→ **PROVIDED ENTRIES**
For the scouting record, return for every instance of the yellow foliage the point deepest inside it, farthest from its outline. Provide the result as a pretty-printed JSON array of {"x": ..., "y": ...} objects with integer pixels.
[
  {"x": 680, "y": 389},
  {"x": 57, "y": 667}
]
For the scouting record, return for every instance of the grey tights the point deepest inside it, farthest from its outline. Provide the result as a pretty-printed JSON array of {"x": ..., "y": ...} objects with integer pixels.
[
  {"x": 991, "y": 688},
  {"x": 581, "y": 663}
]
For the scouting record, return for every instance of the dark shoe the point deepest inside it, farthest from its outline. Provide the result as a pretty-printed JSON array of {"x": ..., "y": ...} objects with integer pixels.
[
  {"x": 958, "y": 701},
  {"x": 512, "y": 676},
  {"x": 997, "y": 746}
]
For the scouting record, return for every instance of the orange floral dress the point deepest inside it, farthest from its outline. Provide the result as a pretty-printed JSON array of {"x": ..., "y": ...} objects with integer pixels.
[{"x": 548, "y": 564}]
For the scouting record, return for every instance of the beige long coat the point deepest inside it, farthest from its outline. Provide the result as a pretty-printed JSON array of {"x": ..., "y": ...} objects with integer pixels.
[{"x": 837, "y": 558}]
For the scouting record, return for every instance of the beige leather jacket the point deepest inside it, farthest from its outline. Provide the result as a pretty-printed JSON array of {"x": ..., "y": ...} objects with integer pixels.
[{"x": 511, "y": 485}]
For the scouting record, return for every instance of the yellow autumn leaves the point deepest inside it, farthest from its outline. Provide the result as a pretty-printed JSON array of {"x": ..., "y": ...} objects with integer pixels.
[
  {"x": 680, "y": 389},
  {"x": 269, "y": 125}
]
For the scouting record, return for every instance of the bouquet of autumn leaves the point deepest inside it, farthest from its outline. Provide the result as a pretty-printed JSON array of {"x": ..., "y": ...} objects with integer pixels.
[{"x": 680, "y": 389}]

→ **PROBLEM**
Could you repeat every line of the material above word for word?

→ **FULL ANSWER**
For the scouting record, return for every instance of the yellow foliage the point deepest inside it, farthest from its outline. Provide the result as a pretty-printed JSON array of {"x": ..., "y": ...} objects with integer pixels.
[
  {"x": 680, "y": 389},
  {"x": 57, "y": 667}
]
For the scouting record, return for every instance of the grey tights the point deepest inside it, farthest from its outline. Provide the result as a pretty-printed JSON array of {"x": ..., "y": ...} objects with integer pixels.
[
  {"x": 991, "y": 688},
  {"x": 581, "y": 663}
]
For the scouting record, return for every instance of the dark shoe the point deepest inside it, farthest from its outline. Provide the result as a pretty-printed JSON array of {"x": ..., "y": ...} objects with integer pixels.
[
  {"x": 958, "y": 701},
  {"x": 512, "y": 676},
  {"x": 997, "y": 746}
]
For the scouting record, return for every instance of the orange floral dress the point deepest inside it, farthest from its outline. Provide the result as a pretty-printed JSON array of {"x": ..., "y": ...} objects with integer pixels.
[{"x": 548, "y": 564}]
For the scouting record, return for every instance of the beige long coat the point deepest inside it, farthest from its outline. Provide the result as a pretty-printed JSON array of {"x": ..., "y": ...} objects with integer pixels.
[{"x": 837, "y": 558}]
For the scouting record, return for every instance of the beige leather jacket the point deepest inside it, farthest from its outline. Provide the result as a pretty-printed JSON array of {"x": ..., "y": ...} objects with integer pixels.
[{"x": 511, "y": 485}]
For the scouting record, return for every instance of the yellow autumn leaves the point deepest inside it, farthest from its outline. Provide the result as a pretty-printed JSON array of {"x": ..., "y": ...} objects with integer pixels.
[
  {"x": 680, "y": 389},
  {"x": 269, "y": 125}
]
For the scouting record, return for every instance of the bouquet of autumn leaves the point deepest inside it, farthest from its outline. Provide the result as a pretty-printed JSON array of {"x": ..., "y": ...} objects with integer pixels.
[{"x": 680, "y": 389}]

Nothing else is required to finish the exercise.